→ **Record set**
-- Start --
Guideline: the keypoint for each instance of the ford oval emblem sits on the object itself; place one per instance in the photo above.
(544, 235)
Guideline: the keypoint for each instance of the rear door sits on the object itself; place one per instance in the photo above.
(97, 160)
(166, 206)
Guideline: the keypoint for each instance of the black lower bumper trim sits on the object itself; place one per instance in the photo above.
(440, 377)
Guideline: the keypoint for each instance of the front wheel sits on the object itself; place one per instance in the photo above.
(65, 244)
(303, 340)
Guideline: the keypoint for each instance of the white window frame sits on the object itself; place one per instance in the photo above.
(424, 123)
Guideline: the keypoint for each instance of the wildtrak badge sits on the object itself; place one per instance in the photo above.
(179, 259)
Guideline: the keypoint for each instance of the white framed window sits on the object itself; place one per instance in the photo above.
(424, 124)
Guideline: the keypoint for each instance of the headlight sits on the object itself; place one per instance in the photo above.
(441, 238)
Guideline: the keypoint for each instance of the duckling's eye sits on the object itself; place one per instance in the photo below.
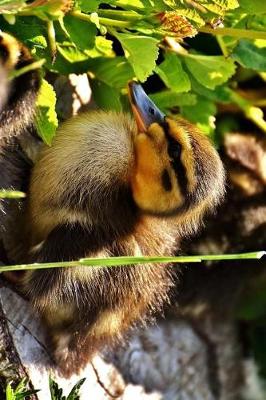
(174, 149)
(151, 111)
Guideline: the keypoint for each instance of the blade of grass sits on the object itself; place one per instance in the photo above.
(11, 194)
(128, 260)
-- End --
Copy every one of the records above word for word, omitting the pictures.

Guideline: the keypoint for each instance of the ford oval emblem sits on the object itself; place one per instance in the photo above.
(544, 235)
Guideline: the keypoint for each instance of the rear door sits on the object itself; place one per instance in the photo above.
(97, 160)
(166, 206)
Guideline: the keypoint for each instance of the black lower bumper trim sits on the object itself; place one per instance in the photo above.
(440, 377)
Guideline: the keypoint for each instance of the front wheel sits on the object itself; place one per instance in the photo above.
(65, 244)
(303, 340)
Guideline: the keypoint for each instance of the white window frame sits on the object itself; place one per instance in the photo above.
(424, 123)
Guideline: the keypoint for each instance of the wildtrak badge sits on the object itself; place one per instance in the photo above.
(179, 259)
Guideline: the keypoint for each instance of the white framed window sits on the object itself; place one per instance in the photo above.
(424, 124)
Guideline: the keypoint for each instance of the headlight sits on the object itself; place one per instance in the photo above.
(441, 238)
Guideline: the keypoint for each instance of the duckling's eye sits on the object itself; place one per instance in the photo below.
(174, 149)
(151, 111)
Guideline: the keypoint for each instance of the blade of grass sits on the object itself; place one per instance in the photo above.
(11, 194)
(128, 260)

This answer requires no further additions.